**Goal of the exercise**
Reproduce, word for word, the part of the shell script below that begins with "# Tabulates the" and ends with "in EVMT format.".

**Document passage**
>> BEGIN
#! /bin/csh -f
# Last edited on 2000-01-22 21:08:59 by stolfi

set usage = "$0 FTAG"

# Tabulates the features found by "analyze-features"
# sorted into categories.  Assumes available the following files:
#
#   text-subsecs/all.names
#     a list of names of subsections
#
#   text-subsecs/XXX.evt
#     the text of subsection XXX (where XXX is found in all.names),
#     in EVMT format.
#
#   classify-FTAG-strings
#     a filter that takes a stream of Voynichese words, one per line,
#     with counts as in "uniq -c"; and outputs the same file,
#     sorted by arbitrary categories.  Also adds at the end 
#     of each per category a line of the form "# NNNNN TOTAL".
#   
#   stats-subsecs/FTAG/XXX.frq
#     counts and frequencies of the FTAG values in section XXX,
#     for each XXX.  Also the overal counts and frequencies
#     when XXX="tot".
#
# Creates the following files:
#
#   stats-subsecs/FTAG/XXX-cls.frq
#     same as XXX.frq, with entries sorted and subtotalized
#     by category, through classify-FATG-strings.
#

if ( $#argv != 1 ) then
  echo "usage: ${usage}"; exit 1
endif

set ftag = "$1"; shift;

if ( ! ( -d stats-subsecs/${ftag} ) ) then
  echo "directory stats-subsecs/${ftag} not found."
  exit 1
endif

# Classify the entries by the classifier script, if present:

set frqfile = "stats-subsecs/${ftag}/tot.frq"
set clsfile = "stats-subsecs/${ftag}/tot-cls.frq"
set cscript = "classify-${ftag}-strings"

if ( ! ( -r ${frqfile} ) ) then
  echo "file ${frqfile} not found."
  exit 1
endif

if ( ! ( -x  ${cscript}) ) then
  echo "script ${cscript} not found."
  exit 1
endif

echo "${frqfile} -> ${clsfile}"
cat ${frqfile} \
  | gawk '/./{printf "%7d %s\n", $1, $3;}' \
  | classify-${ftag}-strings \
  | compute-freqs \
  > ${clsfile}
>> END
**Data provided**
>> BEGIN
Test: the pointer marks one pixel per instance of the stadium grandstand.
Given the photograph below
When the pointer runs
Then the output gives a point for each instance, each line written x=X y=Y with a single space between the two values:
>> END
**Exercise response**
# Tabulates the features found by "analyze-features"
# sorted into categories.  Assumes available the following files:
#
#   text-subsecs/all.names
#     a list of names of subsections
#
#   text-subsecs/XXX.evt
#     the text of subsection XXX (where XXX is found in all.names),
#     in EVMT format.